* **Extrait du texte**
Ecrit par Amin Zaoui le 15.06.20 dans La Une CED, Les Chroniques

J’accuse Apulée, saint Augustin, Ibn Khaldoun et les autres ! (par Amin Zaoui)


Ils sont des écrivains de renommée, des maîtres de la plume et de la pensée, mais ils ont vécu dans la trahison historique. Dans la trahison de leur mère ! D’autres écrivains sont peu connus, méconnus ou inconnus, mais ils sont les maîtres de ces maîtres ! Quand l’élève donne la leçon à son maître.

J’accuse Apulée de Madaure le Berbère (125-170), fils de M’daourouch. Écrivain, philosophe et orateur de premier rang, certes. Bien qu’il soit considéré comme le père et le créateur du genre littéraire appelé « le roman », avec son livre exceptionnel, L’Âne d’or, je l’accuse. Lucius, personnage principal de L’Âne d’or, bien décrit, métamorphosé en âne, m’a toujours intrigué, m’a fasciné, mais j’accuse Apulée. J’accuse saint Augustin (354-430), Augustin d’Hippone ou d’Annaba, fils de Thagaste ou de Souk Ahras. Qu’importe les appellations des cités, il est le fils de Tamazgha, l’Afrique du Nord. J’accuse saint Augustin l’écrivain que j’aime beaucoup !

J’accuse saint Augustin, auteur de Confessions et de La Cité de Dieu, que je relis avec grand plaisir intellectuel, de temps à autre. J’ai beaucoup d’estime pour ses réflexions philosophiques et pour sa satire littéraire et, tout cela, en même temps, m’agace, et j’accuse. Avec son livre Confessions, le fils de Thagaste ou Souk Ahras est considéré comme le père de l’art de l’autobiographie. J’aime saint Augustin, fils d’Aghaste Souk Ahras, jusqu’à la haine ! Et je l’accuse.

* **Énoncé de l'exercice**
Traduisez en anglais cette phrase de la chronique : « J’accuse saint Augustin, auteur de Confessions et de La Cité de Dieu, que je relis avec grand plaisir intellectuel, de temps à autre. »

* **Données fournies**
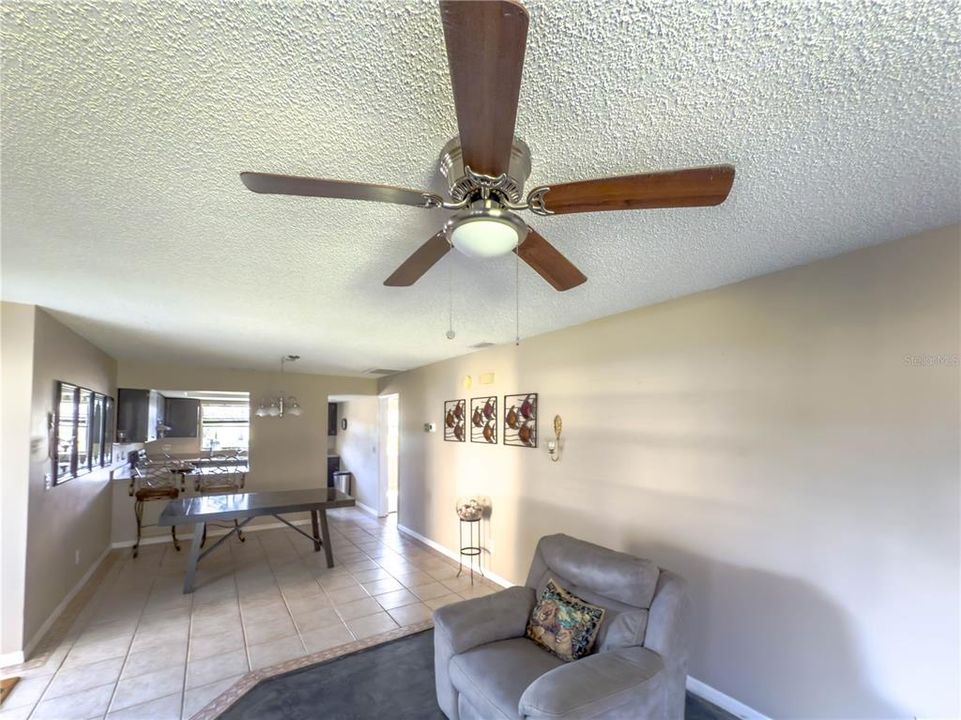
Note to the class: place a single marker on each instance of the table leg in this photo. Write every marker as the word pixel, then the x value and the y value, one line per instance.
pixel 194 558
pixel 313 523
pixel 325 533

* **Corrigé**
I accuse Saint Augustine, author of Confessions and The City of God, whom I reread with great intellectual pleasure from time to time.